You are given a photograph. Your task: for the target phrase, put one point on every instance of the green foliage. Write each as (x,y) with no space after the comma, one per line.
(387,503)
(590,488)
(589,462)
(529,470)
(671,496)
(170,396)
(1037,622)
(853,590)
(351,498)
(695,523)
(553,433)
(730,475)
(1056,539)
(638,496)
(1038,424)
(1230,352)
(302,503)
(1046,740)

-*-*-

Please repeat the entries above line for line, with nothing altered or left out.

You are given a photograph. Your task: for the target phrase, put one point on every instance of the green foliage. Write each as (x,y) with no space after the comma, one per line.
(387,503)
(590,488)
(589,462)
(529,470)
(671,496)
(170,396)
(1037,622)
(853,590)
(351,498)
(695,523)
(553,433)
(730,475)
(1056,539)
(638,496)
(1038,424)
(1230,352)
(302,503)
(1046,740)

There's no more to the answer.